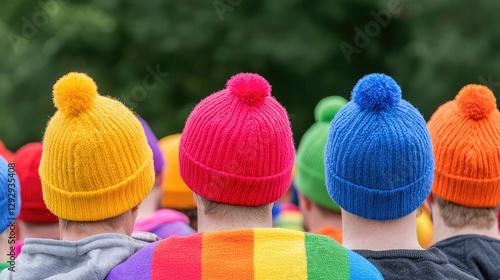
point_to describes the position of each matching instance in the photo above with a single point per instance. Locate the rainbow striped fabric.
(246, 254)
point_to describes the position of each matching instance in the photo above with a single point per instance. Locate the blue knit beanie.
(378, 157)
(10, 198)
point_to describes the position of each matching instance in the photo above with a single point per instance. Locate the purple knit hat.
(158, 160)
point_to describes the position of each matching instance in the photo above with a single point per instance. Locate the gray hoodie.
(89, 258)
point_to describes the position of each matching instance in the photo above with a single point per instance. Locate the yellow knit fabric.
(176, 194)
(96, 162)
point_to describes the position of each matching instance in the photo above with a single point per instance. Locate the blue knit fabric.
(10, 197)
(378, 158)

→ **Written problem**
Reproduce the material in full, word for word, and omit the pictures.

→ **Task output**
point_to describes the position of each matching instance in the photo above with a single point per instance. Locate the rainbow striped fabric.
(246, 254)
point_to describes the position of each matching instance in the photo above with a single point per instance. Locate the blue knit beanie.
(378, 157)
(10, 198)
point_to describes the position of each matching instance in the photo above with a single point per instance. Locate the purple knit hat.
(158, 160)
point_to describes the position of each matching instance in the photo above with a single point per instance. Locate the gray hoodie.
(89, 258)
point_to describes the position of each matching instance in the photo above with a single point per instance. Locate the yellow knit fabric.
(176, 194)
(96, 162)
point_to describes the position of each matching instance in the photo above with a single point per instance. Locate the blue knit fabric.
(10, 197)
(378, 158)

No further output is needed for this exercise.